# [Given records]
───

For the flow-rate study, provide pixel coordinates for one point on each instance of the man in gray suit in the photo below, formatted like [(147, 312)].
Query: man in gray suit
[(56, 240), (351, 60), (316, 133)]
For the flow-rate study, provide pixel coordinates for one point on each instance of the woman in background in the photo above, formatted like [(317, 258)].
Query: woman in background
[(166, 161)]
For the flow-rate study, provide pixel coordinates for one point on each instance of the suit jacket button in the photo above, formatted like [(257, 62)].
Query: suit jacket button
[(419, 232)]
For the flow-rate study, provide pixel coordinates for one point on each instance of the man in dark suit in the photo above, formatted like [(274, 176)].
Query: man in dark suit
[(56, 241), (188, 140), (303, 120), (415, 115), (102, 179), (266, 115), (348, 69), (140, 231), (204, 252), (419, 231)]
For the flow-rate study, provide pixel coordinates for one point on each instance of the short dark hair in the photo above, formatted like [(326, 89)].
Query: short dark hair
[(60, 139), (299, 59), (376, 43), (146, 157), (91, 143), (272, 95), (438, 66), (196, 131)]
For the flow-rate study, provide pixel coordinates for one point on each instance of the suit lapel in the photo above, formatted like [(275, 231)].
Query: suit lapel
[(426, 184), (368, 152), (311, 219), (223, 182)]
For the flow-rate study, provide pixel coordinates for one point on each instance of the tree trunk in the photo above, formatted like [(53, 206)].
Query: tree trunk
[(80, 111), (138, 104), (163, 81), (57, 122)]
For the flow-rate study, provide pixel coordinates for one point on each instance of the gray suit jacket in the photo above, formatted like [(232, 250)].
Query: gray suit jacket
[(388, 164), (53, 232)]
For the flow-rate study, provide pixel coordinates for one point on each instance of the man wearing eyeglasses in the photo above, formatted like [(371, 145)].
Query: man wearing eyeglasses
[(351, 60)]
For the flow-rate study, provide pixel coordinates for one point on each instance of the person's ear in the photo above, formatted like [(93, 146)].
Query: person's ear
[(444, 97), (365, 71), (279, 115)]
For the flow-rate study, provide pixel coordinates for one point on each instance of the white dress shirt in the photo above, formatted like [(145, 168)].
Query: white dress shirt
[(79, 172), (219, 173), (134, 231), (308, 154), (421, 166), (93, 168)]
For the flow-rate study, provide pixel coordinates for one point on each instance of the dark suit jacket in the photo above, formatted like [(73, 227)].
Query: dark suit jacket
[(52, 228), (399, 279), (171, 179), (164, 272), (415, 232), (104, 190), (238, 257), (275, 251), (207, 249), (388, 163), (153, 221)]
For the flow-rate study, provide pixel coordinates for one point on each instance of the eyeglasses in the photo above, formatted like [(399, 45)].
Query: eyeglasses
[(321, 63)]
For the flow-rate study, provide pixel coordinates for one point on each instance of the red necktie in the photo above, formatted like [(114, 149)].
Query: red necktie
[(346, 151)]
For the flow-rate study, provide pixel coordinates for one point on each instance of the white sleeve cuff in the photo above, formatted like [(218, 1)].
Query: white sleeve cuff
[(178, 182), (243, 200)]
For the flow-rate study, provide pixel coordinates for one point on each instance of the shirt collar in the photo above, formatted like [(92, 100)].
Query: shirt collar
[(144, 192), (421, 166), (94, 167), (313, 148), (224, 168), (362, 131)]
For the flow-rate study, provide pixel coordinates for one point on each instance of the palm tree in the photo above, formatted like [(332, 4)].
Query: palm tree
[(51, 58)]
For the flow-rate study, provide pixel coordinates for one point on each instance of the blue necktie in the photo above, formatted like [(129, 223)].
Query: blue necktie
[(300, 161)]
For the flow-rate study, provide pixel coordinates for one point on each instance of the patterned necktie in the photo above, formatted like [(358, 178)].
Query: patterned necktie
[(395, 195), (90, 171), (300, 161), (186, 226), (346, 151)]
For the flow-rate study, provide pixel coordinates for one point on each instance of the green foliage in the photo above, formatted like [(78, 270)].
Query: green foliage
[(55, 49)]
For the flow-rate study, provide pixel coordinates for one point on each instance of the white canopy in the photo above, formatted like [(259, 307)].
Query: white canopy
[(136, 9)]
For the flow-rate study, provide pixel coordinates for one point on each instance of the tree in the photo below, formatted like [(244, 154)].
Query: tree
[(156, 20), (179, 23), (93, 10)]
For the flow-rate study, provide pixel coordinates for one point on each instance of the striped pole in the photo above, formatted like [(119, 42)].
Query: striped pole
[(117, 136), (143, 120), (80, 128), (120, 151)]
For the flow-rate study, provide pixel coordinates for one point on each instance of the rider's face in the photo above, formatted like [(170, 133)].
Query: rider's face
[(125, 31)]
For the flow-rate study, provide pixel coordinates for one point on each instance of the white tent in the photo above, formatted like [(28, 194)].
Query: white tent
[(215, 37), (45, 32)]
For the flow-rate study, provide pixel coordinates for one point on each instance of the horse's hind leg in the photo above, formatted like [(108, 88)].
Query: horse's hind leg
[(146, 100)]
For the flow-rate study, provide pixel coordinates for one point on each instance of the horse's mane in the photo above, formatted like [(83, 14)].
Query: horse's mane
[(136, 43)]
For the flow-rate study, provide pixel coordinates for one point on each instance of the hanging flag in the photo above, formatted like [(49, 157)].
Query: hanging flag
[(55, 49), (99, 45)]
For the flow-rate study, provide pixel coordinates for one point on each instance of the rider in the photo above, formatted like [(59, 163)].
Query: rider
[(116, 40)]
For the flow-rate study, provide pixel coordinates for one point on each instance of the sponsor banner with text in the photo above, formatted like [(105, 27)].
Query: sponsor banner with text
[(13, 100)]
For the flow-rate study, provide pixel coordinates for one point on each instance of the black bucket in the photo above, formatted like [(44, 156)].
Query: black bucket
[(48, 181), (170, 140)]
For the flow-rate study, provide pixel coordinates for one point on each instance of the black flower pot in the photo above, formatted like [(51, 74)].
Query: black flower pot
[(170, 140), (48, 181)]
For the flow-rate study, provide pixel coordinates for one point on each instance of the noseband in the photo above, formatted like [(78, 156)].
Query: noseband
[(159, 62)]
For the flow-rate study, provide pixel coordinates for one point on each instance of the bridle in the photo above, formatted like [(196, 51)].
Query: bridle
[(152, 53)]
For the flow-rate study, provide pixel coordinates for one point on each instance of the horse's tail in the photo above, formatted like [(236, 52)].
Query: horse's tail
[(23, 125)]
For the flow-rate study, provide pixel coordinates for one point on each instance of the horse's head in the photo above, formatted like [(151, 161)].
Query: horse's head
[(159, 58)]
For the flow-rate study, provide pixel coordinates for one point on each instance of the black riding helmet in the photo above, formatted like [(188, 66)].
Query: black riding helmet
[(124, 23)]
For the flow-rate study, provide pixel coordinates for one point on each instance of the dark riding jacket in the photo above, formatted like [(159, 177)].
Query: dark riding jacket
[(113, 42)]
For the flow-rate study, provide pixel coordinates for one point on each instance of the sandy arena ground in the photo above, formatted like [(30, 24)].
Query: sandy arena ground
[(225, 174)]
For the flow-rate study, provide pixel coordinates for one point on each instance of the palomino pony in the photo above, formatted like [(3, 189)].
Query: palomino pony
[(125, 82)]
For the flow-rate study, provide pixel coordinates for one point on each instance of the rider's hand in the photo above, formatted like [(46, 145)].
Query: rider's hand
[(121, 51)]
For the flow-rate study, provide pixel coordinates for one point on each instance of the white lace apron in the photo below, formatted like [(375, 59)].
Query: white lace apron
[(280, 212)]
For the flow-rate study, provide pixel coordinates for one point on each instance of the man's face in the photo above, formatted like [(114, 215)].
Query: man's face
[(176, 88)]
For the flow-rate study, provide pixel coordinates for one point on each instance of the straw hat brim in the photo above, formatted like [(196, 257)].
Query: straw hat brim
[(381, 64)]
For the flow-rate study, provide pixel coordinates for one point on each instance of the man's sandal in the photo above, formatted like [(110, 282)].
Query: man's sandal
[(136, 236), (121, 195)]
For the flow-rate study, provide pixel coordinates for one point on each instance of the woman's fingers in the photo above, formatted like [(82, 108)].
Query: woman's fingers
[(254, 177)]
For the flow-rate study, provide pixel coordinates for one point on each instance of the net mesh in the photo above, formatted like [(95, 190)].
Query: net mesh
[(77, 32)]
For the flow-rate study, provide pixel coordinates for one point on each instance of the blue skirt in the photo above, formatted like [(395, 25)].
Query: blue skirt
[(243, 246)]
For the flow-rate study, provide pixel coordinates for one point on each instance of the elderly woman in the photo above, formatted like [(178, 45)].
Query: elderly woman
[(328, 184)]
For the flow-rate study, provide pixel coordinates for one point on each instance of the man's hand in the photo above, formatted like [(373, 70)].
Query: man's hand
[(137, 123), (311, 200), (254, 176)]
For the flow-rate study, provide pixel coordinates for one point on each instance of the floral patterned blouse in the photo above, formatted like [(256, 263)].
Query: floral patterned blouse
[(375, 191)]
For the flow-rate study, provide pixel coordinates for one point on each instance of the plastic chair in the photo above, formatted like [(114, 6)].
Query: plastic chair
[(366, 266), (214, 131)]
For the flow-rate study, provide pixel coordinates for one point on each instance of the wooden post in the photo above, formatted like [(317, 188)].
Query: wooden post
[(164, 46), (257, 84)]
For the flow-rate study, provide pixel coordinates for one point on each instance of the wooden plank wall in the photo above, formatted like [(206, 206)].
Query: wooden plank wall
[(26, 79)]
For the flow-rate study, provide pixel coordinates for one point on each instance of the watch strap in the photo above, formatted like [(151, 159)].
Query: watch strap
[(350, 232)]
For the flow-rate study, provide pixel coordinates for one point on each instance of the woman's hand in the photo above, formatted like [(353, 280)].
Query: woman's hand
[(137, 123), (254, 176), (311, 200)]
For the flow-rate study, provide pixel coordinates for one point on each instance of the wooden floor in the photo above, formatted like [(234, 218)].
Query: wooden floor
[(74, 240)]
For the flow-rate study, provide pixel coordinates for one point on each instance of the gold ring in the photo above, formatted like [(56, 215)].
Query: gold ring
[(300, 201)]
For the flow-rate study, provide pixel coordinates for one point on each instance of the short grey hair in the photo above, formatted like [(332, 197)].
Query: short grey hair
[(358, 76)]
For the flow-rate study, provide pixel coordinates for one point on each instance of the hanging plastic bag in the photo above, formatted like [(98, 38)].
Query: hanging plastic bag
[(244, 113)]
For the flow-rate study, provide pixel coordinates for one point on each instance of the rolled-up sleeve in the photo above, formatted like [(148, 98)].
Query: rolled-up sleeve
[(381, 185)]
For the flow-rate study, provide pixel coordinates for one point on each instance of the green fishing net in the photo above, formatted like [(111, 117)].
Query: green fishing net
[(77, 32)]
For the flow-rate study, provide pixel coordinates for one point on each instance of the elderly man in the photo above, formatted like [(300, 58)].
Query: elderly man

───

# [Description of the task]
Check each line above for the string "below" and show the ones that have it.

# [Solution to this problem]
For the flow-rate study, provide pixel coordinates for one point on each instance of the man in gray suit in the photo below, formatted like [(147, 312)].
For the flow-rate study, provide pixel coordinates for one point on each instance of the tree in the photo below, formatted like [(244, 154)].
For the flow-rate study, provide pixel coordinates for one point on each instance of the white lace apron in the photo below, formatted like [(375, 59)].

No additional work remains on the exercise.